» **Document section**:
====
The search for personal identity is as old as time itself. Who we are, how we have been influenced or molded is a journey that each person undertakes at one point or another in the course of life. In “Becoming My Mother’s Daughter, A Story of Survival and Renewal” Erika Gottlieb frames her search in a fictionalized account of her childhood in Budapest, Hungary during the latter days of World War II. Her search for identity is framed both by her Jewish faith and by her relationship with the women in her family. It is a dichotomy of simple and complex themes enveloped in the recollections of a 6 year old child surviving the Holocaust.

The author assumes the persona of “Eva”, who acts as narrator through the story. Her story and that of her Grandmother, Ethel, her mother, Eliza and her sisters Sandy and Ada is a powerful story of survival. Beginning and ending in the present, the premise of the book is simple: life is mourning. In coming to terms with the losses in life, we come to terms with our life itself. As she comes to terms with her mother’s death, Eva comments: “I know that to keep on living I have to leave her behind. I know that to keep on living I cannot leave her behind. I heed both voices. I am my mother’s daughter.”

Eva’s family runs a successful furniture business. They are respected in the community, fluent in German and lead a comfortable, upper middle class existence. All that changes when the Hungarian Arrow Cross, the Hungarian wing of the Nazi party, takes over in 1944. Overnight the family’s home is seized, the Jewish families are forced to flee or live in ghettos, or are marched to the train station for transport to concentration camps, or to the river bank where they are shot and thrown in the Danube River. Ms. Gottlieb, in the persona of the six year old child, Eva, is not concerned with historical accuracy, and recounts her life in hiding and in the ghetto in the matter of fact and unemotional way of a child. This lack of emotion strengthens the narrative because it allows the reader to be an observer rather than an interpreter of the events. There is no time to mourn the loss of property, materials, or even friends and family members. Survival leaves no time for mourning.
====
» **Required work**:
**A)** Name every female relative of Eva given in the book review, along with her relation to Eva.
**B)** In the book review, what year does the Hungarian Arrow Cross take over?
**C)** Continue the review of Erika Gottlieb's book from its final sentence.
The records come from a different source than the review.

» **Data extracts**:
====
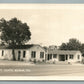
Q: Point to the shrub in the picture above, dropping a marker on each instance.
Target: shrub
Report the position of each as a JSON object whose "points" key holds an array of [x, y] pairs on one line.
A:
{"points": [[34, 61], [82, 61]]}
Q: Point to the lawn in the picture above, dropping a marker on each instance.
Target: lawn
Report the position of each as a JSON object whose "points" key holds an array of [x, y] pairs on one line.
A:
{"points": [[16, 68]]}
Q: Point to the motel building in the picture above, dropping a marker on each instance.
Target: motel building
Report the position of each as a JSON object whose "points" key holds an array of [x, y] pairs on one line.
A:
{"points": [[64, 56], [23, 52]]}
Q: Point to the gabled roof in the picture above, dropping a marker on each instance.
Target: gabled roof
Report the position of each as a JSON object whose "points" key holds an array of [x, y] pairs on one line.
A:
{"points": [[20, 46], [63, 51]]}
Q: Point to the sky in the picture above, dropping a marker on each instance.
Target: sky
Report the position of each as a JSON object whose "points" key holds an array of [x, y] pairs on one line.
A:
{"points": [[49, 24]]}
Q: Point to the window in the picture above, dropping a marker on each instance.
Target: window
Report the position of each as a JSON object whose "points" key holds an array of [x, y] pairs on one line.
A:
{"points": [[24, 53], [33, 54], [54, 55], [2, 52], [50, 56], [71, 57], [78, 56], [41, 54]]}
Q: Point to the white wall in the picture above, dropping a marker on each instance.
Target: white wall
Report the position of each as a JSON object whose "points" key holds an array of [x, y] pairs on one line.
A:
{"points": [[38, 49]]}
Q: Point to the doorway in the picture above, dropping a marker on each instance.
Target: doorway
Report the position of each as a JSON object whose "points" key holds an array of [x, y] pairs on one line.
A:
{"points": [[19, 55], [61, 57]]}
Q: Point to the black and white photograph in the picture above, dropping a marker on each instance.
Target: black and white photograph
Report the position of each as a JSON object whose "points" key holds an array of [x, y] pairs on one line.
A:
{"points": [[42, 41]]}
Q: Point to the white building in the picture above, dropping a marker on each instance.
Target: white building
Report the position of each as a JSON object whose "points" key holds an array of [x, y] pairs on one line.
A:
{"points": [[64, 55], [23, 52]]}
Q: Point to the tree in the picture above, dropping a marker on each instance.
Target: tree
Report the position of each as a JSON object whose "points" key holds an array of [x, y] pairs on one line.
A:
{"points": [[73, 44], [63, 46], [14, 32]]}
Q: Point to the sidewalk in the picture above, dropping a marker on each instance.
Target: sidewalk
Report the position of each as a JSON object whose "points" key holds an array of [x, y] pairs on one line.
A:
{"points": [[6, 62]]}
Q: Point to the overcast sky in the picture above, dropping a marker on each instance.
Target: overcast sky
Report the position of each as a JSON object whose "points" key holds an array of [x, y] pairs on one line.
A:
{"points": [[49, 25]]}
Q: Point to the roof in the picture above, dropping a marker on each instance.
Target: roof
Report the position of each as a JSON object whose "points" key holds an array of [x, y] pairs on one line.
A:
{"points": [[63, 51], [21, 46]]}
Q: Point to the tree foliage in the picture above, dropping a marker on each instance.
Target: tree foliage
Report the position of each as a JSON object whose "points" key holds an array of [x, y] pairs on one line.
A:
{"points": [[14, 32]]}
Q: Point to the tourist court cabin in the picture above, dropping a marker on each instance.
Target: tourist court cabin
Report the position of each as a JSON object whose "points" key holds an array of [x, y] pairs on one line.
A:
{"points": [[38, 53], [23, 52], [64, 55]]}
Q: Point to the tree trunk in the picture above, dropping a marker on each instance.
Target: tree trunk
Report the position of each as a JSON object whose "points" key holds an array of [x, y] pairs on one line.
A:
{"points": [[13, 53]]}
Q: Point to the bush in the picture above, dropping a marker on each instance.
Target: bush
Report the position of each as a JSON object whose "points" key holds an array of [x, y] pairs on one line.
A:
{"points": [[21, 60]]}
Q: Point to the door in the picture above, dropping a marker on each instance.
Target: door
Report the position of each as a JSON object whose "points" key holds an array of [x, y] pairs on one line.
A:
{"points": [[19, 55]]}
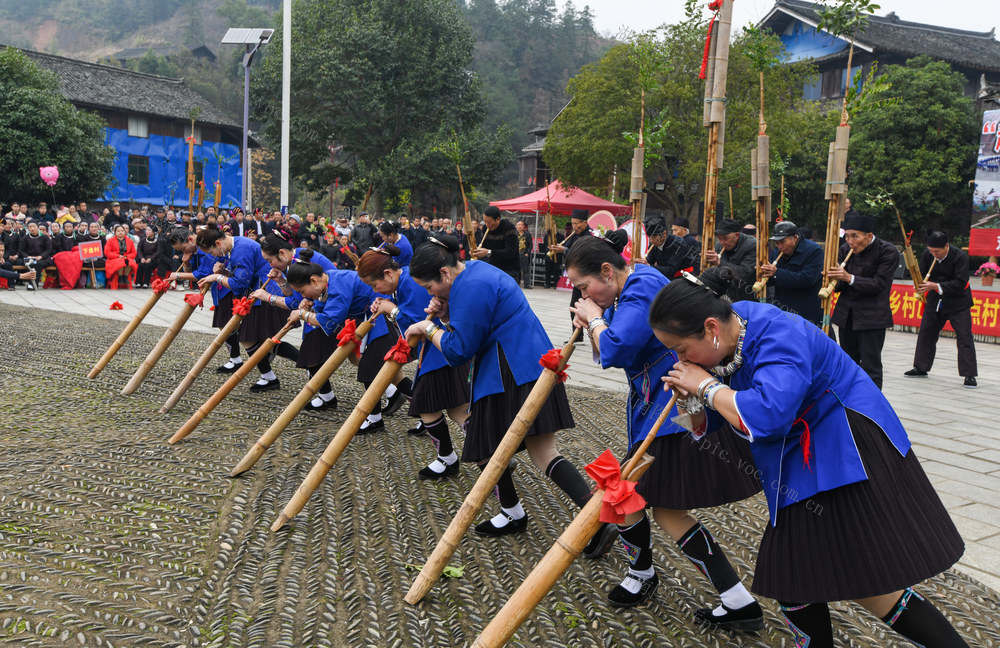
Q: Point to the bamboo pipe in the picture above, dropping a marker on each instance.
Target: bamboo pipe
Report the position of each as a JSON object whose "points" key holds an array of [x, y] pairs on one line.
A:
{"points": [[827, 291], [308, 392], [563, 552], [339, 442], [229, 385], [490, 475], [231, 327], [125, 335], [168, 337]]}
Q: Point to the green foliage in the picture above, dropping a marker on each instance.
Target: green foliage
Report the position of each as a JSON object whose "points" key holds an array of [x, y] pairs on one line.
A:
====
» **Results of the tasks**:
**A)** Ethel (grandmother), Eliza (mother), Sandy (sister), Ada (sister)

**B)** 1944

**C)**
The story is interwoven with symbols of bridges, tunnels and streetcars, but one of the most powerful images that Erika Gottlieb uses is also one of the most simple: a purse. Her mother’s purse is the source of food and medicine, and other things that determine their survival in a barely survivable time: “…Of course…I can hold those fears at bay because on the sidewalk, we’re walking in the shelter of Mummy, our walking shelter…with her heavy yellow handbag, she is our live shelter. In the bag she carries all our food and money ¾everything we can call our own on this earth.” When Eva’s family eventually escape communist Hungary and emigrate to Canada, the battered yellow purse becomes the bridge between the family’s past and present, as it arrives loaded with all the family photos, documents and memorabilia of their life before World War II. After her mother’s death, the purse becomes the key to understanding her mother, and through that understanding, the author comes to terms with how she has been shaped by her mother. “The tie, the lifeline to the past, the tie between the present and past, the present and future. Mother’s oversize handbag, her heavy burden…her daughter’s lifeline. The bag with its old-and-new treasure without which Eva could not continue her journey.” She states further: “Whether or not I want to continue my journey, I was born and gave birth. How can I then deny it? I have to go on…With a child cradled in my arms, I follow my mother, who in turn is following her own mother.”

The strength of “Becoming My Mother’s Daughter, A Story of Survival and Renewal” lies in the contrast between the writing of Eva as adult and Eva as child. The stark, factual descriptions of life in the latter days of war-torn Hungary provide a perfect foil for the more introspective writing of a woman coming to terms with her legacy, her life and her place within it. In Eva, women find a kindred spirit as all daughters struggle to live up to and live apart from their mothers. Eva’s daughter has much to live up to, and Eliza would be proud.